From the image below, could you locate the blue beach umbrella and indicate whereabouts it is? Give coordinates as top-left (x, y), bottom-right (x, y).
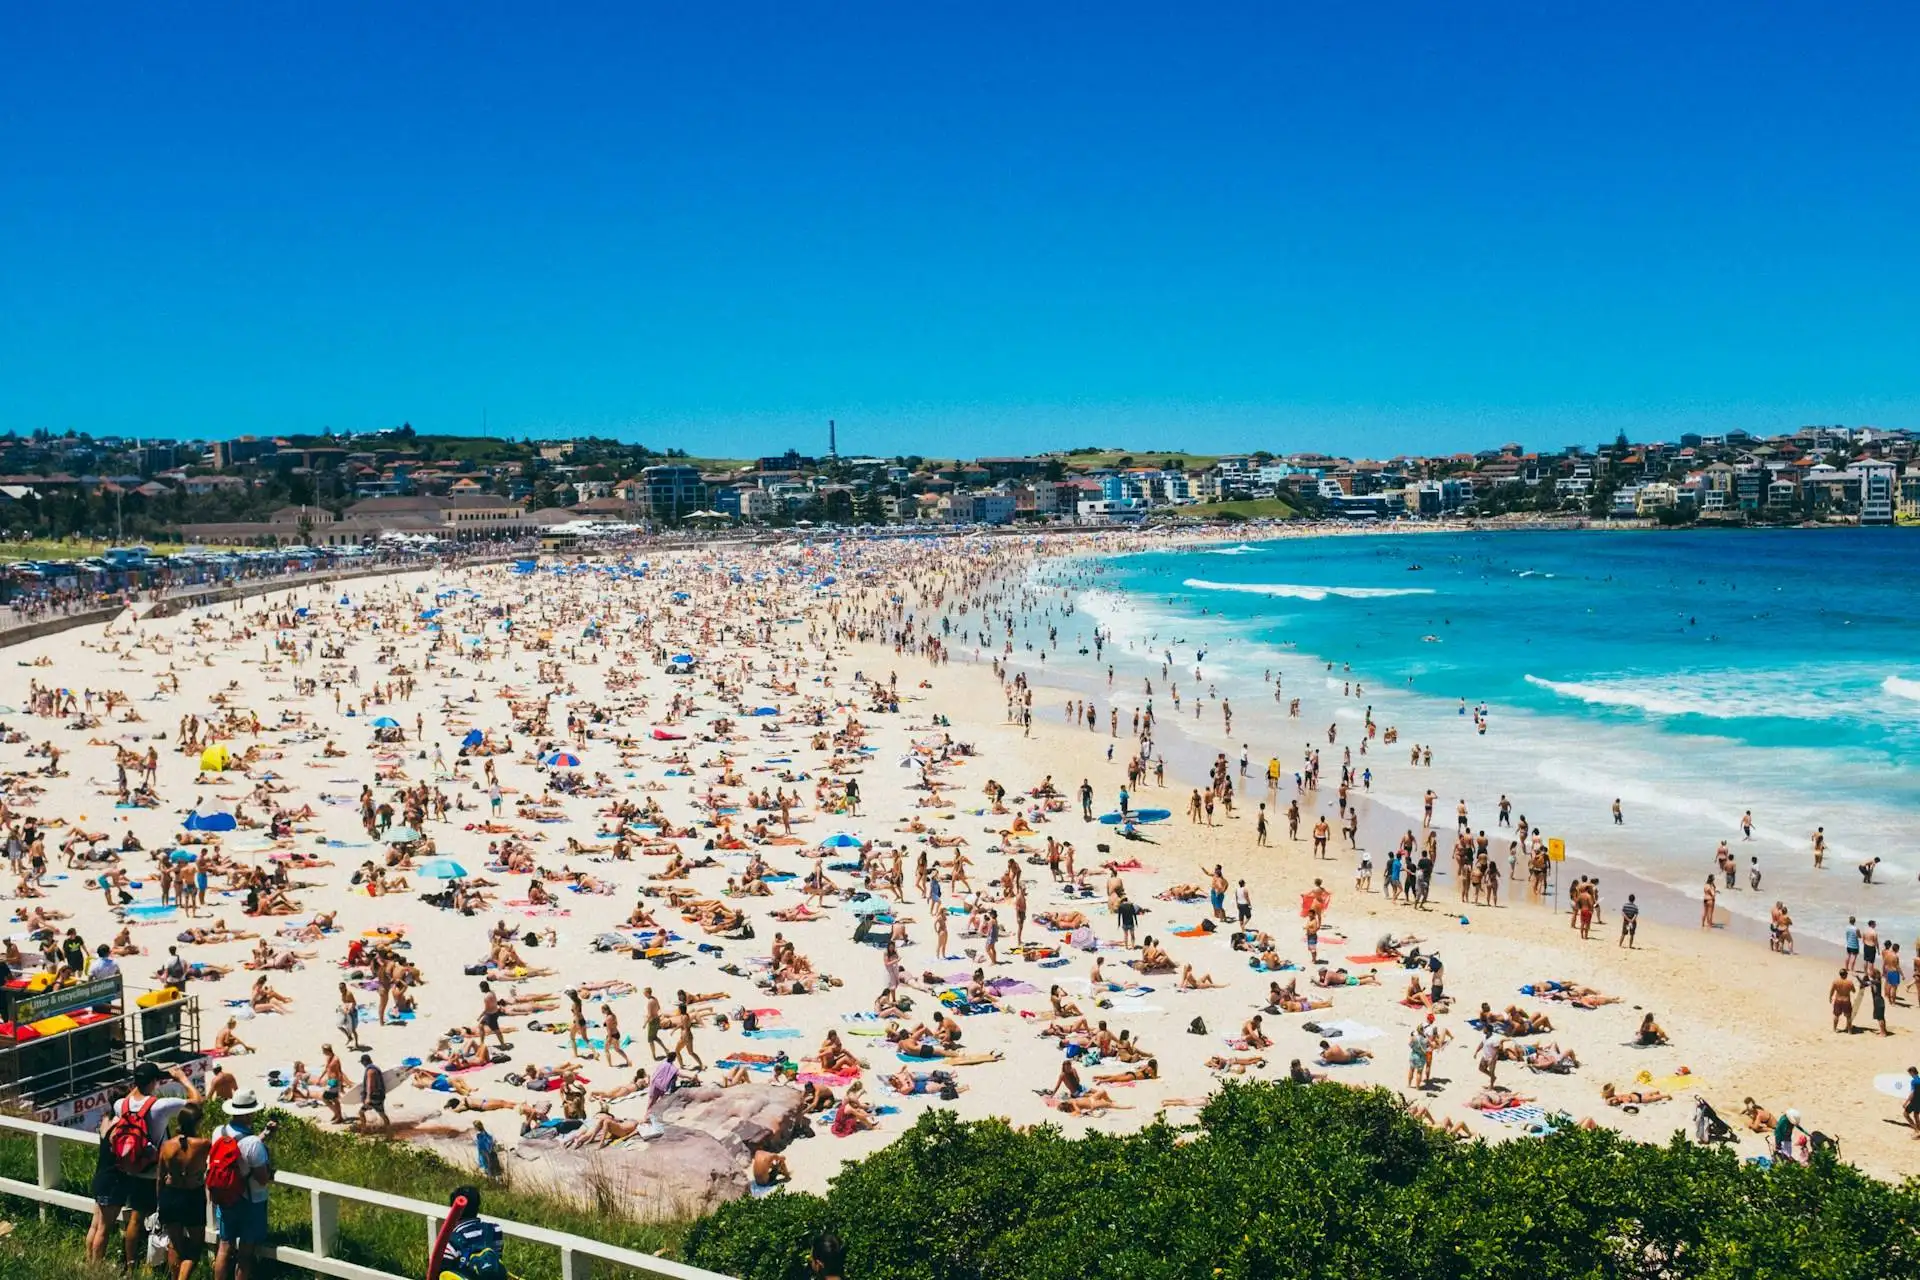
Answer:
top-left (818, 832), bottom-right (863, 849)
top-left (370, 716), bottom-right (400, 728)
top-left (544, 751), bottom-right (582, 768)
top-left (417, 857), bottom-right (469, 880)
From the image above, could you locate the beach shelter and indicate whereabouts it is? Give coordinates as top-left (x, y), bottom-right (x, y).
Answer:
top-left (461, 729), bottom-right (484, 748)
top-left (670, 654), bottom-right (694, 665)
top-left (182, 810), bottom-right (236, 833)
top-left (198, 744), bottom-right (232, 772)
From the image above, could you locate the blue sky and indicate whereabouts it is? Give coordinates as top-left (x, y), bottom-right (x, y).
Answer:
top-left (3, 3), bottom-right (1915, 458)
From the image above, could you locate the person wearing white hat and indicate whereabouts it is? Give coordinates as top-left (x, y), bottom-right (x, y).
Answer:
top-left (209, 1090), bottom-right (274, 1280)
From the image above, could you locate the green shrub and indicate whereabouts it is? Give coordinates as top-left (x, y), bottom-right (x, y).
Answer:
top-left (684, 1081), bottom-right (1920, 1280)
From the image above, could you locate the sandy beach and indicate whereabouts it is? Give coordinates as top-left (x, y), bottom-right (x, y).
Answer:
top-left (2, 530), bottom-right (1913, 1208)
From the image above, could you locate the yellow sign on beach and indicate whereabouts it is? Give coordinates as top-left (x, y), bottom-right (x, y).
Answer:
top-left (1547, 838), bottom-right (1566, 862)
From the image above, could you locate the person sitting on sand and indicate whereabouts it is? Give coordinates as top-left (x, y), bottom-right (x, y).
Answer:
top-left (816, 1031), bottom-right (860, 1077)
top-left (212, 1017), bottom-right (255, 1055)
top-left (1318, 1039), bottom-right (1372, 1065)
top-left (1740, 1097), bottom-right (1776, 1133)
top-left (1636, 1013), bottom-right (1670, 1046)
top-left (1048, 985), bottom-right (1081, 1019)
top-left (1136, 939), bottom-right (1175, 974)
top-left (1241, 1015), bottom-right (1273, 1049)
top-left (250, 975), bottom-right (294, 1013)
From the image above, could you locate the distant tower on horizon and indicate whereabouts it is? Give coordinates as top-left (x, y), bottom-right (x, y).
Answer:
top-left (828, 418), bottom-right (838, 466)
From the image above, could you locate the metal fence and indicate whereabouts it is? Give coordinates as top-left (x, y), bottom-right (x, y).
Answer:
top-left (0, 1111), bottom-right (733, 1280)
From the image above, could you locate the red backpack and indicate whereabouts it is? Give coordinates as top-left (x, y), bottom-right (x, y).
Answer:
top-left (205, 1130), bottom-right (248, 1207)
top-left (107, 1097), bottom-right (159, 1175)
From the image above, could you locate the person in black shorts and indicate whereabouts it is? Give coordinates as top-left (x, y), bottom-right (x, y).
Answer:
top-left (87, 1087), bottom-right (131, 1262)
top-left (1619, 894), bottom-right (1640, 949)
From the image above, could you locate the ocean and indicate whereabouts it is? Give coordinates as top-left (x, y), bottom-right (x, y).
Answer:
top-left (1017, 528), bottom-right (1920, 946)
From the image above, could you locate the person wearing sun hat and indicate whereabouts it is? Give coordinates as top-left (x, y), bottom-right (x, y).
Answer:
top-left (211, 1089), bottom-right (275, 1280)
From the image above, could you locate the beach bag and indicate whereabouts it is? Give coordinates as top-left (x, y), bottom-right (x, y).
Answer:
top-left (108, 1098), bottom-right (159, 1174)
top-left (1186, 1017), bottom-right (1207, 1036)
top-left (206, 1132), bottom-right (248, 1207)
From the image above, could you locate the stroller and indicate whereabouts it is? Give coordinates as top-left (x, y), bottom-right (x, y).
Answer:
top-left (1693, 1095), bottom-right (1737, 1145)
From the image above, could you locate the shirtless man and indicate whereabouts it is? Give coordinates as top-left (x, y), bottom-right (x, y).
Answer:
top-left (1318, 1039), bottom-right (1371, 1065)
top-left (1830, 969), bottom-right (1857, 1033)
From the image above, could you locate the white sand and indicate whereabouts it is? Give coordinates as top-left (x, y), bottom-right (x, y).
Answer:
top-left (1, 533), bottom-right (1912, 1204)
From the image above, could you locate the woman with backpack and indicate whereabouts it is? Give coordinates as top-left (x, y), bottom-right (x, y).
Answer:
top-left (156, 1103), bottom-right (212, 1280)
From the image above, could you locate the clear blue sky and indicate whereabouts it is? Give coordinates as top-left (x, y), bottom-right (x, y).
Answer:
top-left (3, 3), bottom-right (1915, 458)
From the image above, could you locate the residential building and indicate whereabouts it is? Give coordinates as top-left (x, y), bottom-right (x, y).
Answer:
top-left (639, 465), bottom-right (707, 522)
top-left (1849, 458), bottom-right (1897, 525)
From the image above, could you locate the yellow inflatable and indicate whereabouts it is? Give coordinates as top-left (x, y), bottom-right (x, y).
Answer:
top-left (199, 744), bottom-right (232, 771)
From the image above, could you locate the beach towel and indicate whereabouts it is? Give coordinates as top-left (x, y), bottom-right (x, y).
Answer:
top-left (798, 1070), bottom-right (858, 1087)
top-left (1347, 954), bottom-right (1398, 964)
top-left (1477, 1105), bottom-right (1550, 1125)
top-left (1321, 1019), bottom-right (1385, 1042)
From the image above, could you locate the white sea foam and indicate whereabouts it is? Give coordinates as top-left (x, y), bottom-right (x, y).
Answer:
top-left (1884, 675), bottom-right (1920, 704)
top-left (1524, 672), bottom-right (1871, 723)
top-left (1203, 543), bottom-right (1260, 555)
top-left (1182, 578), bottom-right (1435, 602)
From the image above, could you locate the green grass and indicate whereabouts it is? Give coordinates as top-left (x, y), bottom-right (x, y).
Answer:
top-left (1181, 498), bottom-right (1299, 520)
top-left (0, 537), bottom-right (256, 562)
top-left (1048, 449), bottom-right (1228, 471)
top-left (0, 1109), bottom-right (693, 1279)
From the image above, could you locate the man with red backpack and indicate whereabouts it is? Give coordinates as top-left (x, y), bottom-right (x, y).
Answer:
top-left (208, 1089), bottom-right (275, 1280)
top-left (92, 1061), bottom-right (202, 1268)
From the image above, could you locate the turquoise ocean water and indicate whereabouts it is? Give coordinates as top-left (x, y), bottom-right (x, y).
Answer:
top-left (1021, 529), bottom-right (1920, 945)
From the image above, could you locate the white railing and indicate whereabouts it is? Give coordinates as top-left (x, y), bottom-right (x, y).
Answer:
top-left (0, 1111), bottom-right (733, 1280)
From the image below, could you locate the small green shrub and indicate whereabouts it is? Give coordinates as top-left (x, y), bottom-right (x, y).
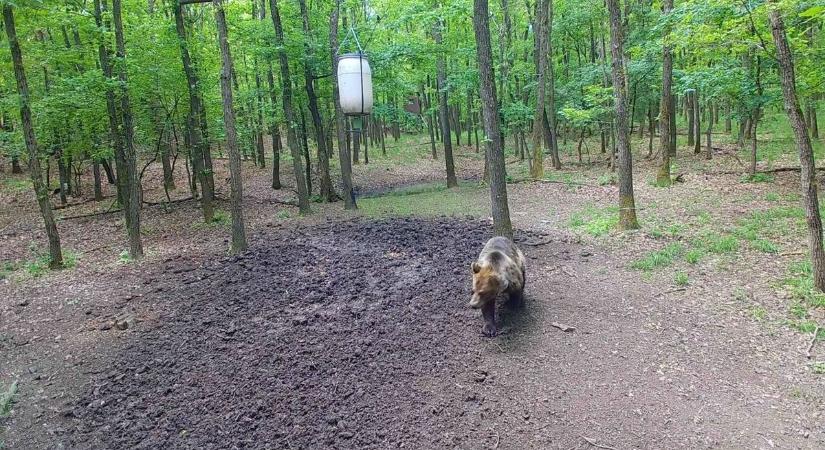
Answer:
top-left (674, 271), bottom-right (689, 286)
top-left (740, 172), bottom-right (774, 183)
top-left (765, 192), bottom-right (781, 202)
top-left (568, 206), bottom-right (619, 237)
top-left (0, 380), bottom-right (18, 417)
top-left (685, 248), bottom-right (704, 264)
top-left (752, 239), bottom-right (779, 254)
top-left (597, 173), bottom-right (617, 186)
top-left (276, 209), bottom-right (292, 219)
top-left (631, 243), bottom-right (684, 271)
top-left (118, 249), bottom-right (133, 264)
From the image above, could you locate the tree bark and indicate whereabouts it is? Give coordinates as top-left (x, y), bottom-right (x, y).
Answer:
top-left (473, 0), bottom-right (513, 239)
top-left (607, 0), bottom-right (639, 230)
top-left (214, 0), bottom-right (248, 253)
top-left (266, 66), bottom-right (282, 190)
top-left (529, 0), bottom-right (549, 179)
top-left (93, 161), bottom-right (104, 201)
top-left (434, 19), bottom-right (458, 187)
top-left (3, 4), bottom-right (63, 268)
top-left (270, 0), bottom-right (310, 213)
top-left (693, 89), bottom-right (701, 154)
top-left (686, 91), bottom-right (695, 147)
top-left (546, 0), bottom-right (561, 169)
top-left (299, 0), bottom-right (335, 201)
top-left (770, 7), bottom-right (825, 291)
top-left (330, 1), bottom-right (356, 209)
top-left (174, 0), bottom-right (214, 222)
top-left (112, 0), bottom-right (144, 259)
top-left (656, 0), bottom-right (673, 186)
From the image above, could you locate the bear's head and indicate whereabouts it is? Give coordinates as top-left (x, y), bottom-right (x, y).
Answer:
top-left (469, 262), bottom-right (507, 308)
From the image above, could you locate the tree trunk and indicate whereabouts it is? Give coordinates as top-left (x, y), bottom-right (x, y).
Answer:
top-left (270, 0), bottom-right (310, 213)
top-left (693, 89), bottom-right (701, 154)
top-left (93, 161), bottom-right (104, 201)
top-left (750, 116), bottom-right (759, 175)
top-left (299, 0), bottom-right (334, 202)
top-left (57, 151), bottom-right (68, 205)
top-left (656, 0), bottom-right (673, 186)
top-left (174, 0), bottom-right (214, 222)
top-left (214, 0), bottom-right (248, 253)
top-left (299, 108), bottom-right (313, 196)
top-left (11, 156), bottom-right (22, 173)
top-left (810, 102), bottom-right (819, 139)
top-left (473, 0), bottom-right (513, 239)
top-left (3, 4), bottom-right (63, 268)
top-left (112, 0), bottom-right (144, 259)
top-left (705, 101), bottom-right (712, 159)
top-left (330, 3), bottom-right (357, 210)
top-left (266, 66), bottom-right (282, 190)
top-left (434, 19), bottom-right (458, 187)
top-left (686, 91), bottom-right (694, 147)
top-left (529, 0), bottom-right (549, 179)
top-left (607, 0), bottom-right (639, 230)
top-left (770, 8), bottom-right (825, 291)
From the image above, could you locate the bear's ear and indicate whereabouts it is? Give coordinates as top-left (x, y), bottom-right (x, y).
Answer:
top-left (471, 262), bottom-right (481, 274)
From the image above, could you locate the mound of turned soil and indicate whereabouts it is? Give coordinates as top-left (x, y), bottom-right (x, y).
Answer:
top-left (65, 218), bottom-right (537, 449)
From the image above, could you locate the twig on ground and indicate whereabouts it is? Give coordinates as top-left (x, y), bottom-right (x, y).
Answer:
top-left (806, 326), bottom-right (821, 359)
top-left (655, 287), bottom-right (687, 297)
top-left (559, 266), bottom-right (577, 278)
top-left (779, 250), bottom-right (805, 257)
top-left (551, 322), bottom-right (576, 332)
top-left (142, 196), bottom-right (195, 206)
top-left (519, 238), bottom-right (553, 247)
top-left (580, 435), bottom-right (616, 450)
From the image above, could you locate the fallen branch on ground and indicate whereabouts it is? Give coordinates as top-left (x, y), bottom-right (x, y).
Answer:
top-left (806, 326), bottom-right (821, 360)
top-left (550, 322), bottom-right (576, 332)
top-left (142, 196), bottom-right (195, 206)
top-left (655, 287), bottom-right (687, 297)
top-left (507, 177), bottom-right (600, 188)
top-left (708, 166), bottom-right (825, 176)
top-left (580, 435), bottom-right (616, 450)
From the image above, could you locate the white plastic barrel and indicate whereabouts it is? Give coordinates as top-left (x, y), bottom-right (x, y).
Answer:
top-left (337, 53), bottom-right (373, 115)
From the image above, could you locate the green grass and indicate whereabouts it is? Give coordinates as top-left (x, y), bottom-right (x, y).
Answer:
top-left (596, 173), bottom-right (617, 186)
top-left (684, 248), bottom-right (705, 264)
top-left (357, 183), bottom-right (485, 218)
top-left (0, 380), bottom-right (18, 418)
top-left (631, 243), bottom-right (684, 271)
top-left (276, 209), bottom-right (292, 219)
top-left (118, 249), bottom-right (133, 264)
top-left (569, 205), bottom-right (619, 237)
top-left (692, 232), bottom-right (739, 254)
top-left (750, 305), bottom-right (768, 321)
top-left (192, 209), bottom-right (231, 229)
top-left (811, 361), bottom-right (825, 375)
top-left (740, 172), bottom-right (774, 183)
top-left (765, 192), bottom-right (781, 202)
top-left (21, 249), bottom-right (77, 277)
top-left (674, 271), bottom-right (689, 286)
top-left (1, 177), bottom-right (30, 193)
top-left (782, 261), bottom-right (825, 333)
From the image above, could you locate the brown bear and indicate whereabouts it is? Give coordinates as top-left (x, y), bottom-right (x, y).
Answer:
top-left (469, 236), bottom-right (526, 336)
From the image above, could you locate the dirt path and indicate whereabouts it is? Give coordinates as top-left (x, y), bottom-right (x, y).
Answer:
top-left (3, 216), bottom-right (822, 449)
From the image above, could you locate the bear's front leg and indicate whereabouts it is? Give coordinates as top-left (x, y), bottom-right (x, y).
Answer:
top-left (481, 302), bottom-right (497, 337)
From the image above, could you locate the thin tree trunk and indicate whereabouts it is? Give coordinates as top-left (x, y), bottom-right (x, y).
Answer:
top-left (434, 19), bottom-right (458, 187)
top-left (299, 108), bottom-right (312, 196)
top-left (11, 156), bottom-right (22, 173)
top-left (3, 4), bottom-right (63, 268)
top-left (93, 161), bottom-right (104, 201)
top-left (529, 0), bottom-right (549, 179)
top-left (266, 66), bottom-right (282, 190)
top-left (299, 0), bottom-right (334, 201)
top-left (607, 0), bottom-right (639, 230)
top-left (473, 0), bottom-right (513, 239)
top-left (112, 0), bottom-right (144, 258)
top-left (705, 100), bottom-right (712, 159)
top-left (270, 0), bottom-right (310, 213)
top-left (770, 8), bottom-right (825, 291)
top-left (174, 0), bottom-right (214, 222)
top-left (686, 91), bottom-right (694, 147)
top-left (214, 0), bottom-right (247, 253)
top-left (693, 89), bottom-right (701, 154)
top-left (330, 3), bottom-right (357, 210)
top-left (656, 0), bottom-right (673, 186)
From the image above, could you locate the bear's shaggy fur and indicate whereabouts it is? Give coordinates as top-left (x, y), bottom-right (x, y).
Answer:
top-left (469, 236), bottom-right (526, 336)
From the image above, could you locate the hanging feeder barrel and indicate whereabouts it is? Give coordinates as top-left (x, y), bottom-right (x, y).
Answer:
top-left (337, 53), bottom-right (374, 116)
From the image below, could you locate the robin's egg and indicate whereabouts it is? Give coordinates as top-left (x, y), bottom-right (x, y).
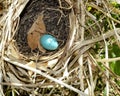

Directions for this task: Would you please show every line of the material above that includes the string "shrub"?

Written solution:
From the image above, could you locate the green shrub and indicate whereabouts it is? Give coordinates as top-left (x, y), bottom-right (x, y).
From the image below, could you locate the small green shrub and indicate whereabouts it is? Give coordinates as top-left (x, y), bottom-right (x, y).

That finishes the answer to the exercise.